▶ _Objective_: Replace "locomotive" with "engine" throughout the records below and keep everything else the same. Omit the pictures from your answer.

Stored entries
--- start ---

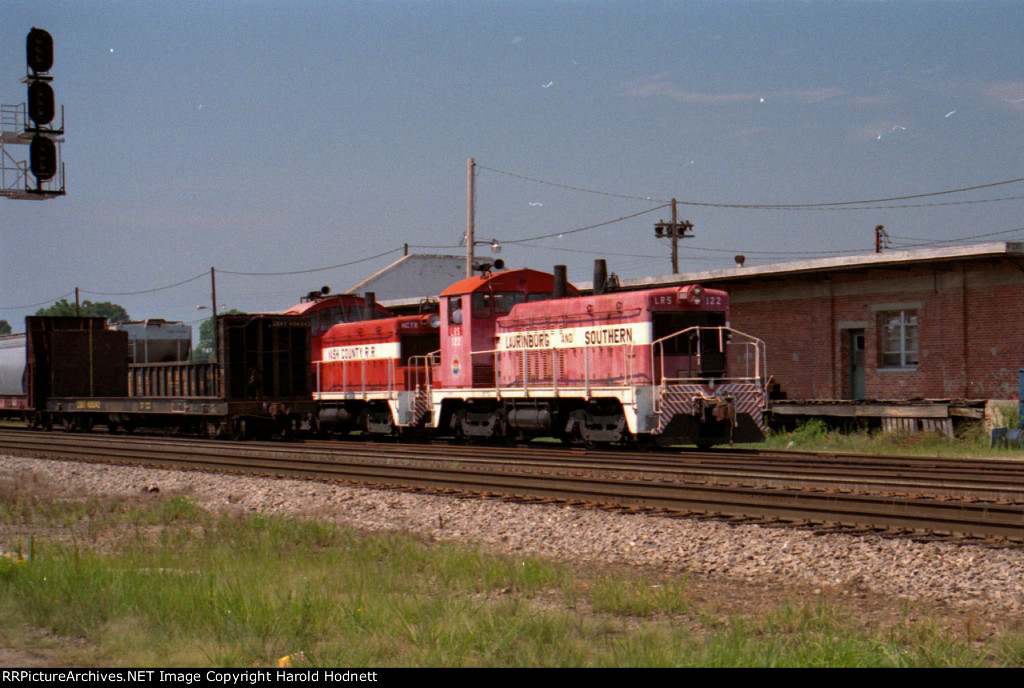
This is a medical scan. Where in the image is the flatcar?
[25,315,315,438]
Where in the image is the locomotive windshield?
[653,311,725,376]
[473,292,526,319]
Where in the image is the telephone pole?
[654,199,693,274]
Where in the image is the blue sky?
[0,0,1024,330]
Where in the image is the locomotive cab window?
[449,296,462,325]
[400,335,439,366]
[473,292,526,319]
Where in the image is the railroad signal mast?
[0,27,66,201]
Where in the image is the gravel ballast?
[0,450,1024,616]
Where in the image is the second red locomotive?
[316,261,766,446]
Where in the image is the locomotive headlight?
[686,285,703,306]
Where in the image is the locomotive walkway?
[0,431,1024,545]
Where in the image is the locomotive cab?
[436,268,579,388]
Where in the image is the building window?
[879,310,918,368]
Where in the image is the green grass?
[0,489,1024,668]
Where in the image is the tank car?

--- end ---

▶ _Solution to this task_:
This is a medical scan. Where in the image is the flatcar?
[25,315,315,438]
Where in the image is the engine windshield?
[653,311,725,376]
[473,292,526,319]
Where in the image is the telephone pole?
[654,199,693,274]
Where in the image is the blue sky?
[0,0,1024,330]
Where in the image is the engine cab window?
[449,296,462,325]
[400,335,439,366]
[473,292,526,319]
Where in the image is the railroad signal mast?
[0,27,66,201]
Where in the image is the gravel ballast?
[0,450,1024,616]
Where in the image is the second red engine?
[316,261,766,446]
Where in the image is the engine headlight?
[686,285,703,306]
Where in the image is the engine walkway?
[0,431,1024,545]
Where in the image is the engine cab?
[436,268,579,388]
Where in the image is the building window?
[879,310,918,368]
Where in the image is the green grass?
[0,489,1024,668]
Where in the image is the tank car?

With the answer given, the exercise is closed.